(Location identification lines)

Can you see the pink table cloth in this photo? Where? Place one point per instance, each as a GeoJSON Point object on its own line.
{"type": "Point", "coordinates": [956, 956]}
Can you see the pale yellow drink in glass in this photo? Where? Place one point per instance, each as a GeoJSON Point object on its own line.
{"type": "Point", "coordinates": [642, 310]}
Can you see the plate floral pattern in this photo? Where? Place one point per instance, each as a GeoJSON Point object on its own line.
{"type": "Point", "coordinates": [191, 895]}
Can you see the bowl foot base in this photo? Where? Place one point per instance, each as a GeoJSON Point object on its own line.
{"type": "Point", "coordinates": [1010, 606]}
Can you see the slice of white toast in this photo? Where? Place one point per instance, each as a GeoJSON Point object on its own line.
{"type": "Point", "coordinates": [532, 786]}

__EXERCISE DESCRIPTION__:
Reproduce the lines above word for word.

__RESPONSE TO THIS EXERCISE__:
Can you see the pink table cloth in this photo? Where? Place one point per instance, each as a GeoJSON Point object on its own line.
{"type": "Point", "coordinates": [956, 956]}
Can you see the pale yellow drink in glass in this photo? Where? Place one point per instance, each as a GeoJSON Point object on its own line.
{"type": "Point", "coordinates": [642, 310]}
Can you see the plate floral pattern in this photo? Where? Place one point per instance, each as a GeoJSON Point object on its own line.
{"type": "Point", "coordinates": [191, 895]}
Can you see the bowl foot base in this photo? Where? Place one point per instance, each as a GeoJSON Point object on its own line.
{"type": "Point", "coordinates": [1010, 606]}
Can you see the slice of white toast in this photo? Where? Place one point per instance, each as a GeoJSON Point object on its own line.
{"type": "Point", "coordinates": [532, 786]}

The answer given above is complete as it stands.